Saved data entries
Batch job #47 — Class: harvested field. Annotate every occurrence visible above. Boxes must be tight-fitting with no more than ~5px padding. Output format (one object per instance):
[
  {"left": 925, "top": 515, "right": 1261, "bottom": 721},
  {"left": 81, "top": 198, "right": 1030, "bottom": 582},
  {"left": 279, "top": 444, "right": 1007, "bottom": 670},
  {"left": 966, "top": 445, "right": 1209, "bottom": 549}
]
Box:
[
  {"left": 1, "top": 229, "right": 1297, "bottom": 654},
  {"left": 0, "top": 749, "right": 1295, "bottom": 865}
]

...

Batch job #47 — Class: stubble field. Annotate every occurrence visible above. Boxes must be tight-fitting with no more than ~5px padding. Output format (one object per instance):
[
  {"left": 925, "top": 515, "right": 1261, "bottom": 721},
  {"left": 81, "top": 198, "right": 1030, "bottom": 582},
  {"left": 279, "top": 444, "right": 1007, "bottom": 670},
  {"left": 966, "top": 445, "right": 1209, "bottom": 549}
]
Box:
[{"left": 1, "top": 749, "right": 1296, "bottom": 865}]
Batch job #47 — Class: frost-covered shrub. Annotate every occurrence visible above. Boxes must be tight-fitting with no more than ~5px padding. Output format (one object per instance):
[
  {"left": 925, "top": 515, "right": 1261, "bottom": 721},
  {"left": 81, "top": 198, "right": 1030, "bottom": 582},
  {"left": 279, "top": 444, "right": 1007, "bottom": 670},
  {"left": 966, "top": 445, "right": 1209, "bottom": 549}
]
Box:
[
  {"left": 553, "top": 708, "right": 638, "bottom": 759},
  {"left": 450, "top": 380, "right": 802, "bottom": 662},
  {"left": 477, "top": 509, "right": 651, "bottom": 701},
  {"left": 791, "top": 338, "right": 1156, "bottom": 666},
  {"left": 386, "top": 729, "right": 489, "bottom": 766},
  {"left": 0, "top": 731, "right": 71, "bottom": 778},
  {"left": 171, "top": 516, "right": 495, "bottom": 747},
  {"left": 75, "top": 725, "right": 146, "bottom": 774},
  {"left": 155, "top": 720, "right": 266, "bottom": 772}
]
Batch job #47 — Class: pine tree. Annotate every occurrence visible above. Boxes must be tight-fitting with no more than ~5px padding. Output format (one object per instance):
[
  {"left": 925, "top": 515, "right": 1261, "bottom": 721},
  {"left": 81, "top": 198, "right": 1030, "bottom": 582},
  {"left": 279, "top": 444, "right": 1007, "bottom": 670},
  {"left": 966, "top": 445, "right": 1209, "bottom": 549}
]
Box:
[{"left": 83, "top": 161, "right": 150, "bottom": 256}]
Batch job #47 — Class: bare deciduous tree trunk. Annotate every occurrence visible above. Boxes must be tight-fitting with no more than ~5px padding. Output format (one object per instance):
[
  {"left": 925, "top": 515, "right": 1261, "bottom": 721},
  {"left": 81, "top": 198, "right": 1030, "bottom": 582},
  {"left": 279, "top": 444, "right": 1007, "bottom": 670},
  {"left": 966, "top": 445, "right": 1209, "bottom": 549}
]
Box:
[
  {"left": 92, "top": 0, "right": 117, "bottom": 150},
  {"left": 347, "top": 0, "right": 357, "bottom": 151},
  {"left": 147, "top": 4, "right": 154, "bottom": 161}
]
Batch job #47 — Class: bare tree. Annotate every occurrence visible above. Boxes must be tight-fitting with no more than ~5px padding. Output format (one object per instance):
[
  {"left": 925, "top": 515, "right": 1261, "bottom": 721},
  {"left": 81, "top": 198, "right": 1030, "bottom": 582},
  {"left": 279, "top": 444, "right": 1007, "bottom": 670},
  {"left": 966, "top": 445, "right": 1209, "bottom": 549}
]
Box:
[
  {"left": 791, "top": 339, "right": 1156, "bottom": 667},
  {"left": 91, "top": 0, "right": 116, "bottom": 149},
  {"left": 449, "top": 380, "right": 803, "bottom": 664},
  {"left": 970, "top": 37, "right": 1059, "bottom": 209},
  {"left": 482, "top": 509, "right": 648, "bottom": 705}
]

» **Exercise details**: Wherever a line in the records contains the word "field", copy that line.

» **Solution for this problem**:
Batch job #47 — Class: harvested field. Annotate every occurrence visible above. Boxes must be tight-fitting with no more than ~5px padding. Output format (one object per instance):
Batch job #47 — Class: stubble field. Annotate every occurrence visible above. Boxes must be tight-fitting with no more than ~5px padding. Output format (one object per instance):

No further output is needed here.